* DATA SHOWN
_ _ _ _
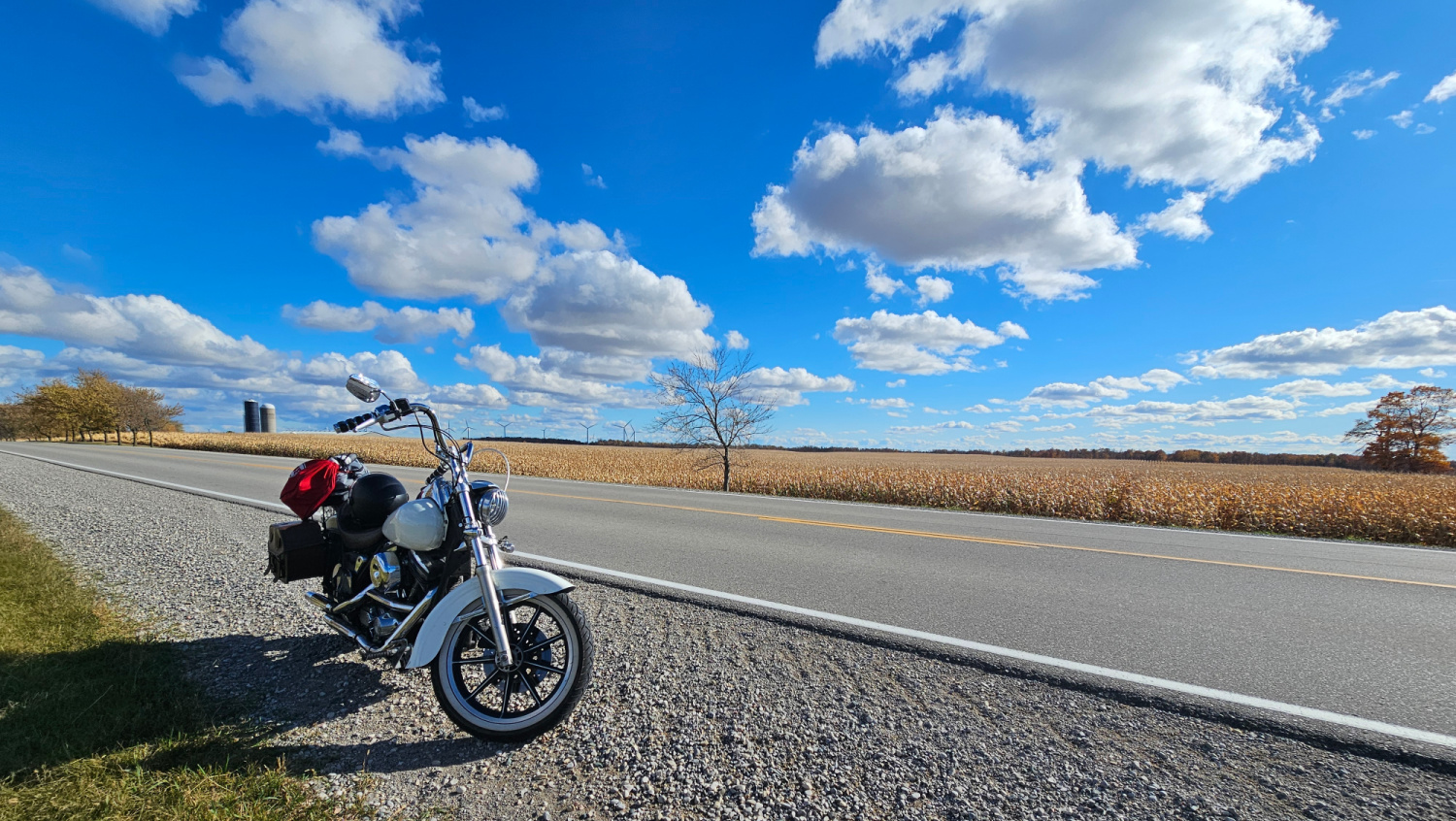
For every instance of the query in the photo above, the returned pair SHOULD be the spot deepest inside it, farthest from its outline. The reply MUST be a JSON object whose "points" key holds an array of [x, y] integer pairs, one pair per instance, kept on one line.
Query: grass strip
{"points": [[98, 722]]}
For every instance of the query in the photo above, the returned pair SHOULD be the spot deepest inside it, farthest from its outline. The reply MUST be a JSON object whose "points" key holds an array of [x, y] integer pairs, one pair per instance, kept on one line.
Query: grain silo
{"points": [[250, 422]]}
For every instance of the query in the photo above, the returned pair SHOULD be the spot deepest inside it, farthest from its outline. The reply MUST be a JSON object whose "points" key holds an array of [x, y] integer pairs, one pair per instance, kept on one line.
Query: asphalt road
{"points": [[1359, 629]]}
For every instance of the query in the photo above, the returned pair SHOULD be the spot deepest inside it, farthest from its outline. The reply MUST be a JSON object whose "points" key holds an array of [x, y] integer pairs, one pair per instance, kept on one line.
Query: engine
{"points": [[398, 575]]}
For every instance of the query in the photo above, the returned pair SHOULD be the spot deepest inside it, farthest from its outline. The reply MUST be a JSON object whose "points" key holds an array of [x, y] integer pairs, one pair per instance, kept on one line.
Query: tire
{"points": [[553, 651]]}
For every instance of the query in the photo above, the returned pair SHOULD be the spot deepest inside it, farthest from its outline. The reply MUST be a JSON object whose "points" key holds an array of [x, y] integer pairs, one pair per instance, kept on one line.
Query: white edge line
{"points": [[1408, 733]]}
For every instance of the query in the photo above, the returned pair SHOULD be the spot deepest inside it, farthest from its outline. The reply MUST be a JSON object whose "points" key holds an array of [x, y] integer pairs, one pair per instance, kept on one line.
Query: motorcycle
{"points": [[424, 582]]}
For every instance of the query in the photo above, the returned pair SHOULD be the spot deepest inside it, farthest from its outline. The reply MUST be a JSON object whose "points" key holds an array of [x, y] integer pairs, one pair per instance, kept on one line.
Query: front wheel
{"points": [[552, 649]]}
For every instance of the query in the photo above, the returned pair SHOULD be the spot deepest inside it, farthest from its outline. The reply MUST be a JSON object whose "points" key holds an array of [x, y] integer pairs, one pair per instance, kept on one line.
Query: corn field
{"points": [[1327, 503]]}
_ _ _ _
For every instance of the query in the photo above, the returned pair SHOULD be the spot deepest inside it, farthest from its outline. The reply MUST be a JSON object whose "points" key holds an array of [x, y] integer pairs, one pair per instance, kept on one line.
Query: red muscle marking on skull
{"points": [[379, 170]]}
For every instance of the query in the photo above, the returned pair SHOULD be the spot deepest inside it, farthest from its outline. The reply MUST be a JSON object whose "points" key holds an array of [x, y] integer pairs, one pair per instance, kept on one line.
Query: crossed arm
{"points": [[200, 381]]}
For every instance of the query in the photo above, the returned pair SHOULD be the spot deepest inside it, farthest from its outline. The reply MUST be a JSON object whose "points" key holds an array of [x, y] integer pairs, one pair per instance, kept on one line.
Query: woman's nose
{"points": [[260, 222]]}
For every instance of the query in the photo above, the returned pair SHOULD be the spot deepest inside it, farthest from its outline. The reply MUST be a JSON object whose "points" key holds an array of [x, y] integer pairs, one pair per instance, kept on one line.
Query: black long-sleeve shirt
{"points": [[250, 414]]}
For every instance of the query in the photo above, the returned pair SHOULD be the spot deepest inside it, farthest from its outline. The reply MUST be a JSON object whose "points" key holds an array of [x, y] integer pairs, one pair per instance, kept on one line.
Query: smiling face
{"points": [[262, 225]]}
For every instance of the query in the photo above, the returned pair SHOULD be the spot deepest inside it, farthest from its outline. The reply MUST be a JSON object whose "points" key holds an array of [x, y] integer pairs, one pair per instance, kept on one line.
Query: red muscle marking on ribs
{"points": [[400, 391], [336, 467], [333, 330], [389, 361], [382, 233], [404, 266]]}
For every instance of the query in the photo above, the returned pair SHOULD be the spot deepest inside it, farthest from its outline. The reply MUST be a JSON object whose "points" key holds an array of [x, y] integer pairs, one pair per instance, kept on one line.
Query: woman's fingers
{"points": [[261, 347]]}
_ _ _ _
* WHAT IS BEING ASKED
Gather every line above that contains the word "marking" and copy each one in full.

* RESULT OF THE EXERCISE
Query: red muscle marking on skull
Query: red muscle marking on ribs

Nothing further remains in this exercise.